■ Excerpt

In 1988 she recorded In the House of the Lord with Dr. Jonathan Greer and the Cathedral of Faith Church of God in Christ Choirs for Savoy Records. The label signed Pace as a solo artist soon afterwards. In 1990, she released her debut album He Lives, which reached the number two spot on the Billboard gospel charts and featured her signature song "I Know I've Been Changed". The follow-up song Shekinah Glory, appeared in 1993. Three years later, Pace returned with Wealthy Place, which included the song "Act Like You Know" featuring Karen Clark Sheard.

In addition to successive releases such as 1998's Just Because God Said It, Pace also enjoyed a career as an actress, most notably co-starring as the Angel of Mercy in the 1992 Steve Martin film Leap of Faith. LaShun Pace was inducted into the Christian Music Hall of Fame in 2007. She was to attend the official presentation ceremony with many guests to be formally inducted, but became ill and unable to attend. In 2009, LaShun was nominated for Urban Performer of the Year in the Visionary Awards. Winners were to be announced live during the 2009 Christian Music Hall of Fame Awards Show on November 14, 2009.

===Illness and death===
Pace had been on dialysis for several years and was awaiting a kidney. She died of organ failure according to her family on March 21, 2022, at the age of 60.

==Personal life==
Pace was married to Edward Rhodes, a Georgia–based minister and intern at Savoy Records in New York, from 1988 until divorcing in 1993. they had two daughters (firstborn who passed away in 2002 and 2nd born now a thriving adult.) They met as backup singers for Rev. James Moore. Rhodes was responsible for introducing her to Rev. Milton Biggham who signed her to Savoy Records. He also introduced her to Edwin and Walter Hawkins.
Ms. Pace reunited with Rev. Moore as a label mate on Malaco Records and continued singing with him on various projects, and was with him until his death on June 7, 2000, due to diabetes.

■ Records

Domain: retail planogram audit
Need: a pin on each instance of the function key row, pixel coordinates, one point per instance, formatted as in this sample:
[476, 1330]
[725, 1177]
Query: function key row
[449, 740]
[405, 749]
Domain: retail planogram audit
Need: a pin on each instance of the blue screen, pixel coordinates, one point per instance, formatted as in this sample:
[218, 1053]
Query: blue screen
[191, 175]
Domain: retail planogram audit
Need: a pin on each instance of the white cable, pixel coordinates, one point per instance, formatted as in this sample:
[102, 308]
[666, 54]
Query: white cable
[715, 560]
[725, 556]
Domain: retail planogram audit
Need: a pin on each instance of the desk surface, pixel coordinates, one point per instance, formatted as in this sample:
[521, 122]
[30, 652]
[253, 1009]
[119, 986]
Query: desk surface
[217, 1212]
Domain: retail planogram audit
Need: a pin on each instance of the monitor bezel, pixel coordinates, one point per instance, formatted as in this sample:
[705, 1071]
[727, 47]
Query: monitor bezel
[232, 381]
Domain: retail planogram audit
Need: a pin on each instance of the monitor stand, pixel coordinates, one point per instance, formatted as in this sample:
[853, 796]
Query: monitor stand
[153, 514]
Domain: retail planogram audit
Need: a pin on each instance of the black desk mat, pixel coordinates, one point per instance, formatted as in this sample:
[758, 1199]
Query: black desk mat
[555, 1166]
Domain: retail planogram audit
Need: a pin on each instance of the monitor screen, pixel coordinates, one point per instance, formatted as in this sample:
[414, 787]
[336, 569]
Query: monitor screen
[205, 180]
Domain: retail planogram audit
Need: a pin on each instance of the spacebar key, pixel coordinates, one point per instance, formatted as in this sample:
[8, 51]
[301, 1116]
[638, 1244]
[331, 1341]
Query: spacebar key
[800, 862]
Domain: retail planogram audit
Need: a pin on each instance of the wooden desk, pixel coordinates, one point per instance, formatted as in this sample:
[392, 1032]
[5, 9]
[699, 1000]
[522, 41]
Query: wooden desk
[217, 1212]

■ Exercise
Based on the LaShun Pace excerpt, explain in one to three sentences why Pace missed the official presentation ceremony for her Christian Music Hall of Fame induction. The listing comes from a separate source, not from the LaShun Pace excerpt.

■ Exercise result
Pace was inducted into the Christian Music Hall of Fame in 2007 and was to attend the official presentation ceremony with many guests. She became ill and was unable to attend.